**TASK OBJECTIVE:**
When you reach the line containing "pixel 368 929" in the data below, begin returning lines exactly as written, and stop once the line containing "pixel 998 719" has been returned.

*** Begin section ***

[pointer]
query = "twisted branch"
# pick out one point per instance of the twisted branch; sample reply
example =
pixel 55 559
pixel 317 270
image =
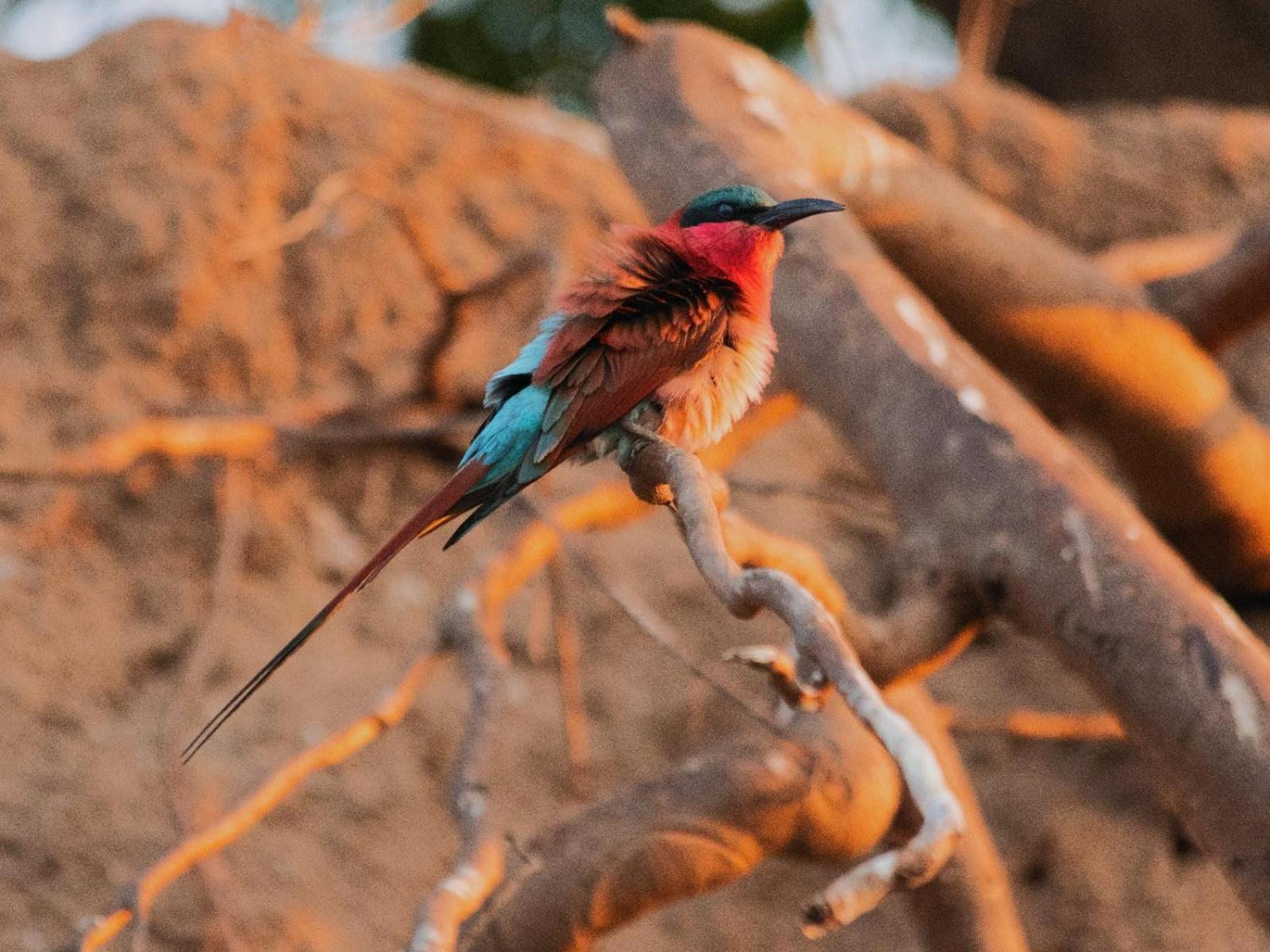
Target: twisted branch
pixel 664 475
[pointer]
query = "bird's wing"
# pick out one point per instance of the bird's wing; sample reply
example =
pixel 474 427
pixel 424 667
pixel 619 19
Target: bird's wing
pixel 628 333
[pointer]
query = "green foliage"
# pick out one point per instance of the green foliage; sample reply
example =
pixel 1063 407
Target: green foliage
pixel 552 48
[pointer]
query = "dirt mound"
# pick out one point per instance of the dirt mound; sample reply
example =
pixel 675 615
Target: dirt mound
pixel 206 222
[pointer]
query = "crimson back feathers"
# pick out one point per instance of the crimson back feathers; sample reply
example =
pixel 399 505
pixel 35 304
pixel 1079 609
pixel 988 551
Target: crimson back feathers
pixel 675 321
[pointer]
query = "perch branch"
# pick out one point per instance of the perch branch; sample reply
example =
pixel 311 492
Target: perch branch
pixel 660 474
pixel 979 478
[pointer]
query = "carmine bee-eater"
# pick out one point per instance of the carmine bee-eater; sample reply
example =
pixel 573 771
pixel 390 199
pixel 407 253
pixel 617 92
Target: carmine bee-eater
pixel 672 330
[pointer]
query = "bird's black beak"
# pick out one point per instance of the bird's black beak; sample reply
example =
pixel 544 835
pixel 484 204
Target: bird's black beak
pixel 795 209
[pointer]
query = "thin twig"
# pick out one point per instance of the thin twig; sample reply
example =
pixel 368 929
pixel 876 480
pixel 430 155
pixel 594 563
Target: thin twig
pixel 1035 725
pixel 664 474
pixel 479 867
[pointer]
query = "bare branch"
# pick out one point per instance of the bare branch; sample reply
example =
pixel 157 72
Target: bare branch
pixel 1226 298
pixel 826 790
pixel 479 867
pixel 979 476
pixel 968 907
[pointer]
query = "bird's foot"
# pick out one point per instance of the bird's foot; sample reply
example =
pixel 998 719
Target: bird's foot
pixel 781 668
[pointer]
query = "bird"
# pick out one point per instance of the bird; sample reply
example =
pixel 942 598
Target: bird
pixel 670 332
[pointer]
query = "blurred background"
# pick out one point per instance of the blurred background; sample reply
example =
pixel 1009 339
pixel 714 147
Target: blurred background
pixel 1066 50
pixel 203 219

*** End section ***

**EXERCISE RESULT:**
pixel 368 929
pixel 876 480
pixel 430 155
pixel 594 563
Target: thin twig
pixel 1035 725
pixel 664 474
pixel 479 867
[pointer]
query = "bare branch"
# pick out one point per instance of the bare branch; sample reply
example =
pixel 157 72
Target: bare branch
pixel 1226 298
pixel 826 790
pixel 479 867
pixel 979 476
pixel 968 907
[pointer]
query = "bird's foot"
# pick out one point per instance of the bird's foot; sample reply
example =
pixel 998 719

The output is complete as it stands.